- [WHAT THIS TASK INVOLVES]
The entries below should be quoted exactly, with no pictures carried over.

- [MATERIAL SHOWN]
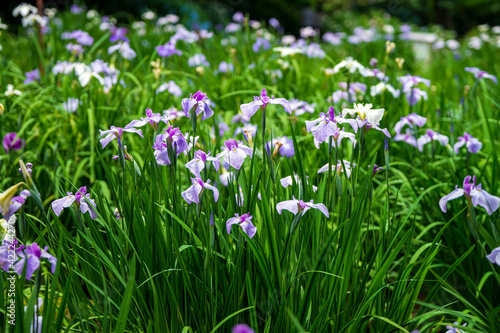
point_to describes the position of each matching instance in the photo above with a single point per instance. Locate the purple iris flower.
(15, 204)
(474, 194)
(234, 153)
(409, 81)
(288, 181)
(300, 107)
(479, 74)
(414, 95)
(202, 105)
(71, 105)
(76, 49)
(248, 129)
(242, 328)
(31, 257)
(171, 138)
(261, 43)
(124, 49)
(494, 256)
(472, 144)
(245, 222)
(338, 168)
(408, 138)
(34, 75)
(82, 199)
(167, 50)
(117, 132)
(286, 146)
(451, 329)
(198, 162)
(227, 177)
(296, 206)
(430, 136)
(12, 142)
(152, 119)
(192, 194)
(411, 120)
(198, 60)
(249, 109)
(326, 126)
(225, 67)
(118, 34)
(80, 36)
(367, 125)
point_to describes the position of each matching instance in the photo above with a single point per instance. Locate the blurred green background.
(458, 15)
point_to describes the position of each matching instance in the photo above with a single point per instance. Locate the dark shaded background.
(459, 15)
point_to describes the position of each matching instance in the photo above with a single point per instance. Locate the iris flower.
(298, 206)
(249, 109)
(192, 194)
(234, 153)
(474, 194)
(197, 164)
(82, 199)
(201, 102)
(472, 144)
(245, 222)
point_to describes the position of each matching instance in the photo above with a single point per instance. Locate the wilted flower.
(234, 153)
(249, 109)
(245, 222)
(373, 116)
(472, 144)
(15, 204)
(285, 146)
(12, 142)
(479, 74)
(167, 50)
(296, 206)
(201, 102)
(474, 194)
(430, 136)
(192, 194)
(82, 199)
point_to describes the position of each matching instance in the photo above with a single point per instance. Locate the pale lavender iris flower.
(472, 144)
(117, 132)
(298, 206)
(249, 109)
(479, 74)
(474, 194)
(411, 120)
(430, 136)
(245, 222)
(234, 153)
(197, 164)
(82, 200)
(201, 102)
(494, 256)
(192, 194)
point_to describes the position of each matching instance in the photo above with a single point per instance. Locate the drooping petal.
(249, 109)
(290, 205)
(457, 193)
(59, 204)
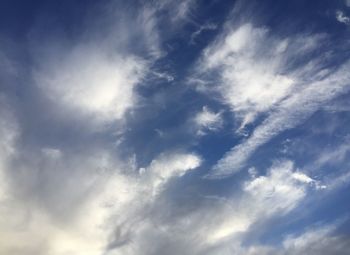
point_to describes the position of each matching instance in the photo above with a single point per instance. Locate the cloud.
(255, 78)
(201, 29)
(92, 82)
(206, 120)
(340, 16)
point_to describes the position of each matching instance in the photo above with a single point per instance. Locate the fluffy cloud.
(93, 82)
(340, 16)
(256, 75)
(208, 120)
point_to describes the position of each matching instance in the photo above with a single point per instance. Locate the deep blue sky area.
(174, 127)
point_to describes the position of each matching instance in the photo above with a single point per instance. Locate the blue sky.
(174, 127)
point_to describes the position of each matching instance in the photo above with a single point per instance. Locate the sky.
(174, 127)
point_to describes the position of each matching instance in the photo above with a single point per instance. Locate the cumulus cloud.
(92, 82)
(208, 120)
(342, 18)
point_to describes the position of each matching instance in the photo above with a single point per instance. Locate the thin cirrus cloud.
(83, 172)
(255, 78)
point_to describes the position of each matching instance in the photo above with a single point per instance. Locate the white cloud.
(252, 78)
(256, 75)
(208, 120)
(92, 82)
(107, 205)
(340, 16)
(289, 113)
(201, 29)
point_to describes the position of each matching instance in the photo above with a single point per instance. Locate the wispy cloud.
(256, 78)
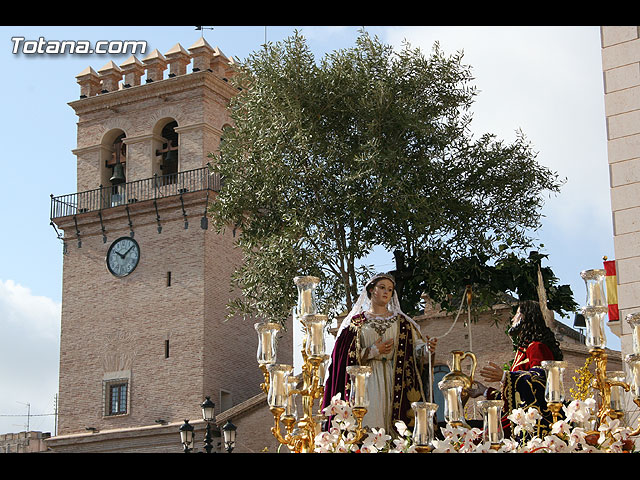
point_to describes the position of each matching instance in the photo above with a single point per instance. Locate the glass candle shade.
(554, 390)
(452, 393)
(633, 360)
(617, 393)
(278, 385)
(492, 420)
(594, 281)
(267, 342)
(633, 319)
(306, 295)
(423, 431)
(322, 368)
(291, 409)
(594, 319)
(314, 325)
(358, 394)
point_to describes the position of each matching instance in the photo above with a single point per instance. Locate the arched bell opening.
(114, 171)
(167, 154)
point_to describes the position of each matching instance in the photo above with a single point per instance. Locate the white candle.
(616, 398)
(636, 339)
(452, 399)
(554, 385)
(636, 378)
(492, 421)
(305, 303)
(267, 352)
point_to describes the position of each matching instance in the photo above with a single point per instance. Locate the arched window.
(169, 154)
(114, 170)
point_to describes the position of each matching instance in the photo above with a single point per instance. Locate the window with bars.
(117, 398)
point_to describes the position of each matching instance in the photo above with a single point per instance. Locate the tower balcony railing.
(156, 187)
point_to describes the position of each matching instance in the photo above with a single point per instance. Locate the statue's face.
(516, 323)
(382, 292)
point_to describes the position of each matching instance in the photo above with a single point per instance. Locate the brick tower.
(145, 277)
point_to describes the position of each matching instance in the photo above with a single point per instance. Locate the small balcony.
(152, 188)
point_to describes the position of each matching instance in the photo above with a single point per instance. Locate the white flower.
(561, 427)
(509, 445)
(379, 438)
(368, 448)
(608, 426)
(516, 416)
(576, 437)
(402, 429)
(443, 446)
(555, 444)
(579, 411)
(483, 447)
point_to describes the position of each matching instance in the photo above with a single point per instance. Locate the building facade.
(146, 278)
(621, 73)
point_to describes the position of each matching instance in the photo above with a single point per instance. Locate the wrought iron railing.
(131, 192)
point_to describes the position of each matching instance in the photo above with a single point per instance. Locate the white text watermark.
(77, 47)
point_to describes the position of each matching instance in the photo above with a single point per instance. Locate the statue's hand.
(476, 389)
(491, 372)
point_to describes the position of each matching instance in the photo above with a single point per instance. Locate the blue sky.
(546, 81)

- [EXERCISE RESPONSE]
point_to describes the position of each matching instance in the photo above with a single point per instance. Locate the purple iris flower.
(15, 204)
(474, 194)
(234, 153)
(409, 81)
(288, 181)
(300, 107)
(479, 74)
(414, 95)
(202, 105)
(71, 105)
(76, 49)
(248, 129)
(242, 328)
(31, 257)
(171, 138)
(261, 43)
(124, 49)
(494, 256)
(472, 144)
(245, 222)
(338, 168)
(408, 138)
(34, 75)
(82, 199)
(167, 50)
(117, 132)
(286, 146)
(451, 329)
(198, 162)
(227, 177)
(296, 206)
(430, 136)
(12, 142)
(152, 119)
(192, 194)
(411, 120)
(198, 60)
(249, 109)
(326, 126)
(225, 67)
(118, 34)
(80, 36)
(367, 125)
point_to describes the position of each matching instance in the photo above with a single point per instance. Locate the blurred green background.
(458, 15)
point_to describes the position of each matching instance in the photo above with a single point per instance. Locate the dark shaded background.
(459, 15)
point_to describes the position of each matching instance in the photo above with a single point per instance. Locate the iris flower.
(298, 206)
(249, 109)
(192, 194)
(234, 153)
(474, 194)
(197, 164)
(82, 199)
(201, 102)
(472, 144)
(245, 222)
point_to describes the position of each matching instance in the photo above with a single point per instance. Locate the wilted flower.
(234, 153)
(249, 109)
(245, 222)
(373, 116)
(472, 144)
(15, 204)
(285, 146)
(12, 142)
(479, 74)
(167, 50)
(296, 206)
(201, 102)
(474, 194)
(430, 136)
(192, 194)
(82, 199)
point_to describes the position of each matching instance in the photo above with a single point per instance. Locate the pale lavender iris flower.
(472, 144)
(117, 132)
(298, 206)
(249, 109)
(479, 74)
(474, 194)
(411, 120)
(430, 136)
(245, 222)
(234, 153)
(197, 164)
(82, 200)
(201, 102)
(494, 256)
(192, 194)
point_to describes the position of each matching instance in the photo above with a single point per instance. Locate the drooping petal.
(249, 109)
(290, 205)
(457, 193)
(59, 204)
point_to describes the position of each matching instance in the photo above with a single point per instance. Locate the cloud.
(255, 78)
(201, 29)
(92, 82)
(206, 120)
(340, 16)
point_to describes the position of each matching instance in the photo above with a single point per instance. Locate the fluffy cloud.
(93, 82)
(340, 16)
(256, 75)
(208, 120)
point_to describes the position of each matching instance in the photo above with a single point per instance. Locate the deep blue sky area.
(174, 127)
point_to describes the position of each matching instance in the photo above with a single point per instance. Locate the blue sky.
(174, 127)
point_to describes the position of each matching instance in the photo above with a single point per instance. Locate the sky.
(174, 127)
point_to describes the position of each matching instance in the photo above with a single point per instance. Locate the cumulus cloud.
(92, 82)
(208, 120)
(342, 18)
point_to describes the position of each matching instance in the photo above with a single point per instance. Locate the thin cirrus cloud.
(83, 172)
(255, 78)
point_to describes the position of each matching instance in the photo above with a single point per instance. Locate the white cloud.
(252, 78)
(256, 75)
(208, 120)
(92, 82)
(107, 205)
(340, 16)
(289, 113)
(201, 29)
point_to describes the position of each matching instance in the photo above with a single point per instance. Locate the wispy cloud.
(256, 78)
point_to describes the position of each matching instance in the photo above with a single point per instance. Locate the glass candle shade.
(554, 390)
(452, 393)
(633, 360)
(617, 393)
(278, 385)
(492, 420)
(594, 281)
(267, 342)
(633, 319)
(306, 295)
(423, 431)
(322, 368)
(291, 409)
(594, 319)
(314, 325)
(358, 394)
point_to describes the position of each matching instance in the photo above with a single point per instance. Locate the arched bell opening.
(114, 171)
(167, 154)
point_to describes the position of each matching instance in the photo above with a single point per instance. Locate the white candle.
(616, 398)
(636, 339)
(452, 399)
(554, 385)
(636, 378)
(492, 421)
(305, 303)
(267, 352)
point_to describes the position of each matching instance in the photo above with a single point per instance. Locate the arched window.
(169, 154)
(114, 170)
point_to describes the position of each matching instance in the photo above with a single point per instance. Locate the window with bars.
(117, 398)
point_to describes the position of each matching instance in the photo above with a single point per instance. Locate the tower balcony railing.
(156, 187)
point_to describes the position of each matching instance in the photo above with a single point per instance. Locate the statue's face.
(516, 323)
(382, 292)
point_to describes the position of each matching instance in the photo above with a single point per instance. Locate the brick tower.
(145, 277)
point_to describes the position of each matching instance in the photo above with a single point per instance. Locate the small balcony.
(152, 188)
point_to describes the position of each matching instance in the photo above with a single point per instance. Locate the white flower.
(561, 427)
(509, 445)
(379, 438)
(368, 448)
(608, 426)
(516, 416)
(576, 437)
(402, 429)
(443, 446)
(555, 444)
(579, 411)
(483, 447)
point_to describes the position of each matching instance in the photo above with a single point per instance. Locate the building facade.
(146, 278)
(621, 73)
point_to describes the position of each matching instance in the photo above with a single point per instance. Locate the wrought iron railing.
(131, 192)
point_to describes the position of each matching instance in the photo above with a single point per instance. Locate the white text watermark.
(77, 47)
point_to describes the position of each matching instance in the photo above with a single point per instance. Locate the statue's hand.
(476, 389)
(491, 372)
point_to describes the position of each matching instance in the photo above with a single point per instance. Locate the blue sky.
(546, 81)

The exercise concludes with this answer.